_PASSAGE_.

•••

Exceptions and Continuations
----------------------------

In this class, we will continue to discuss some advanced control
structures, namely exceptions and continuations, by scaling our
language. First, we start by studying carefully a trivial language
to set up the tools we'll use next.

The syntax for this trivial expression language is:

  v -> n
  e -> v | e+e

with only integer literals and additions which deserves no further
explanation.

And we can give it an operational semantics in a small-step style
following the book (structural operational semantics, or SOS):
     
      e1 -> e1'
----------------------(E1)
  e1+e2 -> e1'+e2

      e2 -> e2'
----------------------(E2)
  v1+e2  -> v1+e2'

----------------------(E3)
  v1+v2  -> v            (where v=v1+v2)

note that both rules E1 and E2 are standard search rules,
and the rule E3 is the \beta rule which performs the real
evaluation.

Of course, it's easy to design a type system for this small
language, I leave this as an exercise.

•••

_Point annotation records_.
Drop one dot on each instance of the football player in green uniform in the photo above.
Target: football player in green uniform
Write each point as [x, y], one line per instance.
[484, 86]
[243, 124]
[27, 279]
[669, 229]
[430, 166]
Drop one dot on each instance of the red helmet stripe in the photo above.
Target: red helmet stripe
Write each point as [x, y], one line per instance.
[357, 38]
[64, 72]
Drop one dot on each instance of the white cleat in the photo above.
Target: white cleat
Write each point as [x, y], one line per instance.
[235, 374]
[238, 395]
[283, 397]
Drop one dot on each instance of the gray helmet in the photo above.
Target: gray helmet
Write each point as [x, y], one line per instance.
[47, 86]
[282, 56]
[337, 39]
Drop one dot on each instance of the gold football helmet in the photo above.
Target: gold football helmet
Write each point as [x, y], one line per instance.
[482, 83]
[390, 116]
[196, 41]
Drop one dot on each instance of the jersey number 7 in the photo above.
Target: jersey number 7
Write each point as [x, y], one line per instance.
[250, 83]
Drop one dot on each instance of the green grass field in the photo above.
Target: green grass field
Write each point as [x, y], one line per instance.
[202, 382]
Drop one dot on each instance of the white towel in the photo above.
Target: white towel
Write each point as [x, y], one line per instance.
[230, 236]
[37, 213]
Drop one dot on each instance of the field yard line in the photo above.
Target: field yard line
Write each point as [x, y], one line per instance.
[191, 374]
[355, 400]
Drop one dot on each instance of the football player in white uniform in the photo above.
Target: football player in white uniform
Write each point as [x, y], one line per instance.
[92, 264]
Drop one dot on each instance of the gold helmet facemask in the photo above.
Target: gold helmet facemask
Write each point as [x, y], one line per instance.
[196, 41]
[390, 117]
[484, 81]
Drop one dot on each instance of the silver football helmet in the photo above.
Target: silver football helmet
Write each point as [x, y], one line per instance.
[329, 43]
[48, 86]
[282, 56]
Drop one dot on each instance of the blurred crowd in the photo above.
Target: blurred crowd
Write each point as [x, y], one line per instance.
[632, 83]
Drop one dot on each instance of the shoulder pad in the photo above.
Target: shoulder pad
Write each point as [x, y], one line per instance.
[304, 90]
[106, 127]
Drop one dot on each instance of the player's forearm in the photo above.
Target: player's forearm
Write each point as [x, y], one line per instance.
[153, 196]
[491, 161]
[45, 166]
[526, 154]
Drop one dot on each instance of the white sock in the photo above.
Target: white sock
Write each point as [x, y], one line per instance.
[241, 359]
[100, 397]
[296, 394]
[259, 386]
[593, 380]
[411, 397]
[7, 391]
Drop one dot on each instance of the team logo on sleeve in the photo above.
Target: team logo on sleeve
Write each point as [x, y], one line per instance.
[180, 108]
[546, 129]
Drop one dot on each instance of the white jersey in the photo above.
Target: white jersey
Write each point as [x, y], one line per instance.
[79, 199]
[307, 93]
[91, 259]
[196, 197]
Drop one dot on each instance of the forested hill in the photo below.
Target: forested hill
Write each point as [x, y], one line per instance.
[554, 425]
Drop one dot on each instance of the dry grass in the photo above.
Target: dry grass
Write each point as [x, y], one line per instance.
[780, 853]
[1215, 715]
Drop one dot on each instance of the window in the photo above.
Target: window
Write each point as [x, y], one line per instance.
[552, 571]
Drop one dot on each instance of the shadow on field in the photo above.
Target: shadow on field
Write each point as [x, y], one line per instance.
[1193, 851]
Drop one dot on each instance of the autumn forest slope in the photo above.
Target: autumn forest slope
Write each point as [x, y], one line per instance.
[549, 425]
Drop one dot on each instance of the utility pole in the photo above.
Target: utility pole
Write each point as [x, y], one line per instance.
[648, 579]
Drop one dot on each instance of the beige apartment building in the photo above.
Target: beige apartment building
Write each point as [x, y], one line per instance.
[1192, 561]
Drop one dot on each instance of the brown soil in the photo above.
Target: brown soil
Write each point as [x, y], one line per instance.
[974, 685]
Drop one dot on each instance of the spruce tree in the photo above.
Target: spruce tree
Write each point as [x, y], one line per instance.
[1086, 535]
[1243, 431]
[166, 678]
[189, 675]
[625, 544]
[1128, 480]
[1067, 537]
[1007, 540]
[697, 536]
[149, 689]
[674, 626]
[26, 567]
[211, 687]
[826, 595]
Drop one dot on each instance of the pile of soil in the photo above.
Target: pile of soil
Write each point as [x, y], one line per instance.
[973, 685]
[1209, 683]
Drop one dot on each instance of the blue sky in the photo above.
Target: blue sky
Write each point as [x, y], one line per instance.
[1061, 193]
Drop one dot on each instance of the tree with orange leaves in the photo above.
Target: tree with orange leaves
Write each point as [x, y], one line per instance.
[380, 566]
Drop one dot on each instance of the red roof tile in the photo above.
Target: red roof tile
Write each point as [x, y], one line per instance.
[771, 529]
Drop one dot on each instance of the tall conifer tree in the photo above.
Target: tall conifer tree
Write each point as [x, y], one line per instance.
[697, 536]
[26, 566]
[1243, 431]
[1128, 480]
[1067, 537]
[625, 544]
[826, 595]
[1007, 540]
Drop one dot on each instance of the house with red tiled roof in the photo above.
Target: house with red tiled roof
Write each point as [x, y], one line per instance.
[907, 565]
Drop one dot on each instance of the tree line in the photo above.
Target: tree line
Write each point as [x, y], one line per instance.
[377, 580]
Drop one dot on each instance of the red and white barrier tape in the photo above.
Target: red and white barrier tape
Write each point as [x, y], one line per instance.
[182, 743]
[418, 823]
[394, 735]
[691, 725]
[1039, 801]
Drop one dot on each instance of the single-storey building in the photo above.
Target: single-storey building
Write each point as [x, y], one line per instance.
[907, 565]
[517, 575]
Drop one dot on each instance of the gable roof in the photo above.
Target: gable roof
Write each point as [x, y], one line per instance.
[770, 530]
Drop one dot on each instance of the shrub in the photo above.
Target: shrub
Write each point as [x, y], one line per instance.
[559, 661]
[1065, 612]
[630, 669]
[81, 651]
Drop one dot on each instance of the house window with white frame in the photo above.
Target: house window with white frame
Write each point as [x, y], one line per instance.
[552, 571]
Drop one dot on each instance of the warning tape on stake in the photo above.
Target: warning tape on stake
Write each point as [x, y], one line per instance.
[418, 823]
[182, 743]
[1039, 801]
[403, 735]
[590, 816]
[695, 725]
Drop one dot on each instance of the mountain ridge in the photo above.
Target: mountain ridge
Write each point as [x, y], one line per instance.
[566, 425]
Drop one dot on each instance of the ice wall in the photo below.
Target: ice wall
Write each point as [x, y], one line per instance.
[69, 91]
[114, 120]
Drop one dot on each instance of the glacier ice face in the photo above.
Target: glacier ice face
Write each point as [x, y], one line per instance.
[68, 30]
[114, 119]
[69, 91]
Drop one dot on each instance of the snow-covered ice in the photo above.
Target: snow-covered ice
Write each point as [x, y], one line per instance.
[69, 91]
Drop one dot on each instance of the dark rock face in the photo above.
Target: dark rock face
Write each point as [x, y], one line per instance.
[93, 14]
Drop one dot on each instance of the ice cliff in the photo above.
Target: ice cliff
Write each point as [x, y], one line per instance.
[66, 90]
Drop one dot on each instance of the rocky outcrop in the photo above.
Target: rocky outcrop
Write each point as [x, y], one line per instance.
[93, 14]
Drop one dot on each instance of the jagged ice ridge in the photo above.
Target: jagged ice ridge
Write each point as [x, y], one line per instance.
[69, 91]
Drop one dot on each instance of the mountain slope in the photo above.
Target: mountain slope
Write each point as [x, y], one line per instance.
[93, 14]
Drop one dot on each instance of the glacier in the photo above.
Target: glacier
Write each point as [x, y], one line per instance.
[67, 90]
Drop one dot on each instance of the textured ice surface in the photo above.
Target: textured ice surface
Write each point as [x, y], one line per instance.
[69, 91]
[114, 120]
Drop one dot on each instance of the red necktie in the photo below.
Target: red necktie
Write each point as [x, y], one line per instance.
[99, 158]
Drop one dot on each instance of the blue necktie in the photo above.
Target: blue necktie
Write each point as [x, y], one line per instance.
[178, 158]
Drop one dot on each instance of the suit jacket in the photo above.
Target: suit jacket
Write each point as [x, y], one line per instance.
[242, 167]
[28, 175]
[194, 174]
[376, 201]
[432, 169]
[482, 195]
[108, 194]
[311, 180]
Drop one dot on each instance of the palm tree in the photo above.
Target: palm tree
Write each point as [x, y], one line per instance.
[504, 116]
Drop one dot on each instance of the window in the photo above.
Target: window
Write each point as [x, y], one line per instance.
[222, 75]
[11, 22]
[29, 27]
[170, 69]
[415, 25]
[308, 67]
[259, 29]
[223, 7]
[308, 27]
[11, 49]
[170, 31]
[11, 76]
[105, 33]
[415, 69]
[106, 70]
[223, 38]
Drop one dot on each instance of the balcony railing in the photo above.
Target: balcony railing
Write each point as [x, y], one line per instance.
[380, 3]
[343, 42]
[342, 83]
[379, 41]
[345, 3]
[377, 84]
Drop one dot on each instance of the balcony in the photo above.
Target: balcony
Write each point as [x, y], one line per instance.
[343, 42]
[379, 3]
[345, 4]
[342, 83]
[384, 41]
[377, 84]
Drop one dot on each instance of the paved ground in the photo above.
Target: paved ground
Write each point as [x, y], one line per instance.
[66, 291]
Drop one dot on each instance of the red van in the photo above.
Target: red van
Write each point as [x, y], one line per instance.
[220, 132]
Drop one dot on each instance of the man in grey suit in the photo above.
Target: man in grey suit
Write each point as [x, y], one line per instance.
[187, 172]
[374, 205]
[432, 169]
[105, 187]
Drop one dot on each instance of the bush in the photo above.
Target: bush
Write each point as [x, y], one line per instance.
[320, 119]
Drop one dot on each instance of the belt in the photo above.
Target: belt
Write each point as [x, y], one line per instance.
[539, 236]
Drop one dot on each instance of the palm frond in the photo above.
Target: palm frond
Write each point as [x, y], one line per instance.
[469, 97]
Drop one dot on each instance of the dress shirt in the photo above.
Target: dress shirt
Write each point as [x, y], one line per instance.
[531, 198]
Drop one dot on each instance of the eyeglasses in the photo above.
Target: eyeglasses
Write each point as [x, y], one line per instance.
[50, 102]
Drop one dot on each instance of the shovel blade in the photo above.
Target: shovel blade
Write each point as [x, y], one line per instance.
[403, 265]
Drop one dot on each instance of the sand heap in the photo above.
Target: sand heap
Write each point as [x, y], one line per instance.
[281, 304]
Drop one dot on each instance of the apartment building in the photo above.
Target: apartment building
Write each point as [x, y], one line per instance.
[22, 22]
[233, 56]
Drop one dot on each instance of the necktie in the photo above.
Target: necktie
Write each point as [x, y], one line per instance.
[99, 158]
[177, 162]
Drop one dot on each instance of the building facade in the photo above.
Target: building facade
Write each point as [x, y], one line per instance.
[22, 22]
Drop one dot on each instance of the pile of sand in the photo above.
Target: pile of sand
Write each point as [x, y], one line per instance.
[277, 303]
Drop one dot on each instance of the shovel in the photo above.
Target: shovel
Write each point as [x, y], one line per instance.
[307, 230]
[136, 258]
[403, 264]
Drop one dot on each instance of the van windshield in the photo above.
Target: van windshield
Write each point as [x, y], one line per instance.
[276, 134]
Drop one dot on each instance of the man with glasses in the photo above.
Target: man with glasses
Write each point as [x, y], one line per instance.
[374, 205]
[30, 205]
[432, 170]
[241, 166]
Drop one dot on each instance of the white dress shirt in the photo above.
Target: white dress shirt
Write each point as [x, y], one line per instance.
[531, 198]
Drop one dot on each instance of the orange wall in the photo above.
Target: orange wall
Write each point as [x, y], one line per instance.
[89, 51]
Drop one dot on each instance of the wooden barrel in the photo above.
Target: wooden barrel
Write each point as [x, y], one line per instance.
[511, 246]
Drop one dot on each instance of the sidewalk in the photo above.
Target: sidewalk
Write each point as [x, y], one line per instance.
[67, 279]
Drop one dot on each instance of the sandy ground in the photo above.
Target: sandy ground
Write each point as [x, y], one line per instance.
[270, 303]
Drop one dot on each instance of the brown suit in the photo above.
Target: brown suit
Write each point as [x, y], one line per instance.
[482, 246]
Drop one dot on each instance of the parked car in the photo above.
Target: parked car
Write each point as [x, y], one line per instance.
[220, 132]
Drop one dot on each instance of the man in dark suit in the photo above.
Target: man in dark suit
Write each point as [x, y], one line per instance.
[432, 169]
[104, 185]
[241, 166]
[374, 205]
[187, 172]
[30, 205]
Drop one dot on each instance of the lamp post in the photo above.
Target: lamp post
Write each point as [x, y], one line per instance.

•••

_EXERCISE BRIEF_.
Can you quote the part of the lecture notes on exceptions and continuations that opens with the words containing "The syntax for" and closes with "explanation."?

_RESULT OF THIS TASK_.
The syntax for this trivial expression language is:

  v -> n
  e -> v | e+e

with only integer literals and additions which deserves no further
explanation.